— start GIVEN PASSAGE —

By Edward C. Lee
Last weekend I was out with some friends at one of those restaurant/bar type places that reminds all of us parents what life was like before we got married and had kids. The food was great and the music so loud on the main floor that there was no way our party of nine was going to have a conversation without shouting at each other.
Yet somewhere amid the pounding beat of house music, old school rap (the good stuff), with an occasional alternative rock cut mixed in, we got into a discussion about a parenting conundrum one of the parents at the table was facing.
One of the mothers at the table announced her preschool aged son has been invited to a classmates house for a play-date. Unfortunately, her son has no interest in playing with his classmate outside of school. As my friend rounded out the details of her dilemma, it was clear that the other little boy was that one in the class that no one wants to play with. So much so that his mother was offering to pay for, pickup and drop off our friend’s son, just to see that someone play with her little boy. Now, maybe I am just a softy but I could hear that the mother that extended the invitation was desperate. And it made me a little sensitive to her situation and even more so, to her son.
However, the question that erupted at our table that night over dinner was not about the feelings of the other family. Rather, the conversation was about how we would handle such an invitation if our child was not interested. The first concern raised was of the self-imposed pressure we feel as parents not to insult the other parent. Yet on the other hand, while no one wants to insult the peer parent, your child is standing there, pouting with their lip poked out as they whine, “But I don’t want to go!” So what do you do, do you respect your child’s wishes not to play with the little boy deemed the class outcast, or insist they go so you can save face with the other parent?
The overall sentiment among our group was that a child needs to learn that they don’t have to do things they don’t want to do. That parents should not force their children to be around people they don’t like.
I, however, was of a different opinion, especially when thinking about grooming a little boy to become a man. To me this was a great opportunity to teach a child about humility and how to get along with others. Having just turned early 40 something I can look back through four years of college, and several years in the corporate world and see that life is full of encounters with people that we don’t want to have a “playdate” with. Thoughts of a few former managers come to mind. Yet the ability to get along with them was intricately linked to me keeping my job – LOL.
The child encouraged not to go out of their comfort zone becomes the adult that can only relate to others that think like them. But the child encouraged to encounter a diversity of personalities learns a life skill of being able to get along with others.
I think of my own personal experience. My father was a mobility instructor when I was a child. He taught visually impaired elementary aged children how to read braille and manage a seeing eye dog. On days when I did not have school he would take me with him as he trained blind children, about my age, how to manage their way through the city and local malls. From those experiences I learned how to play and befriend a variety of different type of people. It was a model of humility, caring and accepting others that could not have been gained in selfishness, alone in the comfort of my room. Parenting is about guiding our children to see broader horizons and brace the fullness of life. Not the narrowing down to comfort zones and familiar boundaries.
So thats my opinion, what do you think BMWK, are there benefits to encouraging a child to interact with those they don’t particularly want to interact with? Are there other opportunities available to help your child expand their comfort zones?
Edward is an ordained minister, host of the blog: elevateyourmarriage.com and author of two first of their kind marriage books, Husbands, Wives, God: Introducing the Marriages of the Bible to Your Marriage and his new book, Husbands, Wives, God – Weekly Devotions: 52 Weeks of Relationship Enriching Devotions. Follow Edward on his blog or on Facebook at Husbands, Wives, God.

— end GIVEN PASSAGE —
— start ENTRIES SHOWN —

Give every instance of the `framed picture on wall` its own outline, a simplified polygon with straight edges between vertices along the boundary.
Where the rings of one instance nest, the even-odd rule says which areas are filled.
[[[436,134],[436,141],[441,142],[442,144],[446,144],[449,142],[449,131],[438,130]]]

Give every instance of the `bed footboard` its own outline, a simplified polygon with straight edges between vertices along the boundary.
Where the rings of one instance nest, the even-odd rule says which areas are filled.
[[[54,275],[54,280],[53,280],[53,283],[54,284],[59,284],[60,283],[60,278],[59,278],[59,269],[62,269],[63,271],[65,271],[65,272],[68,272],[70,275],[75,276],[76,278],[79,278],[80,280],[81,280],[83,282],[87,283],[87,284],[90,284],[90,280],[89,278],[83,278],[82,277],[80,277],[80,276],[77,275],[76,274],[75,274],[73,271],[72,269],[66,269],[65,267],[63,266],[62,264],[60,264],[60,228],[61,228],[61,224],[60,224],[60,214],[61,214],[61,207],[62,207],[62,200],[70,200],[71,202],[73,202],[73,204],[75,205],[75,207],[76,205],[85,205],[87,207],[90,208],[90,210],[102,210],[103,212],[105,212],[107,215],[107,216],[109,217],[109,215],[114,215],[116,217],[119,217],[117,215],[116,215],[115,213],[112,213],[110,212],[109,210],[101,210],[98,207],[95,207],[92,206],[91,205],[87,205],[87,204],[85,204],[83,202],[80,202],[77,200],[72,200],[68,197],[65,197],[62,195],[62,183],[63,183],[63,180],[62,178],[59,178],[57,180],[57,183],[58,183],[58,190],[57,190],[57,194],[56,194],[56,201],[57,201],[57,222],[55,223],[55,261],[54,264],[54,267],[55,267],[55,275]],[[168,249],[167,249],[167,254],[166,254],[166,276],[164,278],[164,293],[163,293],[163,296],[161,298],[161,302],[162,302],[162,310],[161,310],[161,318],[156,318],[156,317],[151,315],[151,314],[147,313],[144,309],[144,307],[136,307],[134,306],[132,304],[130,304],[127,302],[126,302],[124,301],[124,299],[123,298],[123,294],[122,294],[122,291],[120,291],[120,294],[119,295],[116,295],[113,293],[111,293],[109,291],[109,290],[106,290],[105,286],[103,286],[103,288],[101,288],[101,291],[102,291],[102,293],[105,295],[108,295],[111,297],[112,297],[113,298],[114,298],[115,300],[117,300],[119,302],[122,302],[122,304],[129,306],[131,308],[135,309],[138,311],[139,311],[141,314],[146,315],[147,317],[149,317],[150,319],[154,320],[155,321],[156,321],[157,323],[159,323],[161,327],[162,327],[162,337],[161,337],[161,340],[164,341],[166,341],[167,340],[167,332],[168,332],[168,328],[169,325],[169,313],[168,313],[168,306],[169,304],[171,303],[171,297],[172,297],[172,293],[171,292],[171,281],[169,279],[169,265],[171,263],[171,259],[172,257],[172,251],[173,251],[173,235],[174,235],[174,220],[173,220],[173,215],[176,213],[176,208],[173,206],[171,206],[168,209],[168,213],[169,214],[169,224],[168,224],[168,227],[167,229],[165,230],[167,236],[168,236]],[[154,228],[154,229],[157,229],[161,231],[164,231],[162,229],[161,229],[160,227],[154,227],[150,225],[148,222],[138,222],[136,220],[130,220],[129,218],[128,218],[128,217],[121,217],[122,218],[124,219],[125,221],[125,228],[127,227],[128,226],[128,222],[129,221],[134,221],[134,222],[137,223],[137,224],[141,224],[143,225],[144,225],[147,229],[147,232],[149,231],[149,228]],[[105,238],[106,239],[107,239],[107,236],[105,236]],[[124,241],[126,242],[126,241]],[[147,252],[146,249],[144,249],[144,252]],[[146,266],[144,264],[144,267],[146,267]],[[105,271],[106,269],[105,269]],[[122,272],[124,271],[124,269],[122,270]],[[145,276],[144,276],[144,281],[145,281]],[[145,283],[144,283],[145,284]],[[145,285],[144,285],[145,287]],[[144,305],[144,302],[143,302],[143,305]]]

— end ENTRIES SHOWN —

*PROBLEM*
In the parenting essay, what job did the writer's father hold when the writer was a child? Please answer in one sentence. These records can be set aside; they aren't needed here.

*REPLY*
He was a mobility instructor who taught visually impaired elementary-aged children how to read braille and manage a seeing eye dog.